Extrait de page ▸
Pourquoi n’y a-t-il pas de panneaux photovoltaïques dans l’œuvre Dune ?


​L’intrigue de Dune, l'œuvre de science-fiction publiée par Frank Herbert en 1965, adaptée une première fois au cinéma par David Lynch en 1984 et tout récemment par Denis Villeneuve, se passe sur Arrakis, une planète à l’environnement désertique particulièrement hostile : températures extrêmement élevées, soleil de plomb, tempêtes de sable dévastatrices… sans oublier les terribles vers des sables. Sur cette terre aride, les sources d’énergie, mais aussi l’eau ou la précieuse Epice, sont rares. Une seule source semble disponible en quantité, sans être pour autant exploitée : l’énergie solaire. Comment expliquer ce paradoxe ? Eléments de réponse avec Roland Lehoucq, astrophysicien au CEA et qui a dirigé l’ouvrage « Dune, Exploration scientifique et culturelle d'une planète-univers », paru en 2020 aux Editions Le Bélial. 

Publié le 21 décembre 2021

​En quelques mots, pouvez-vous décrire cette planète Arrakis de l’œuvre de SF Dune ?

Données fournies ▸
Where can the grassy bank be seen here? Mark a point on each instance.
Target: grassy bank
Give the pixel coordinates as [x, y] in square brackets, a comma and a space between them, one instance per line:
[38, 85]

Consignes ▸
[1] Traduisez en anglais cette phrase de l'extrait consacré à Dune : « Sur cette terre aride, les sources d’énergie, mais aussi l’eau ou la précieuse Epice, sont rares. »
[2] Poursuivez l'extrait consacré à Dune à partir de sa dernière phrase.

Réponses ▸
[1] On this arid land, energy sources, as well as water and the precious Spice, are scarce.

[2]
Tout comme la Terre, Arrakis a un soleil, nommé Canopus. C’est une étoile géante bleue qui existe vraiment - elle est située dans la constellation de la Carène. Elle a la particularité d’être plus grande que le Soleil puisque son rayon est environ 70 fois supérieur. Comme sa température est de 7 500 degrés Kelvin, elle est aussi 15 000 fois plus lumineuse. Cela laisse supposer qu’Arrakis doit en être plus éloignée de son étoile (d’environ 120 fois) que la Terre du Soleil, mais dispose néanmoins d’une grande quantité de lumière solaire. Compte tenu des caractéristiques de l’étoile et de sa distance avec Arrakis, on peut estimer cette quantité à environ 1 000 watts par mètre carré au sol. Par comparaison, en France, lors d’une journée très ensoleillée d’été, on peut atteindre 800 watts par mètre carré. Mais c’est une chose de recevoir de la lumière et une autre de savoir combien on peut en récupérer.

Et c’est là que se pose donc la question des panneaux photovoltaïques ?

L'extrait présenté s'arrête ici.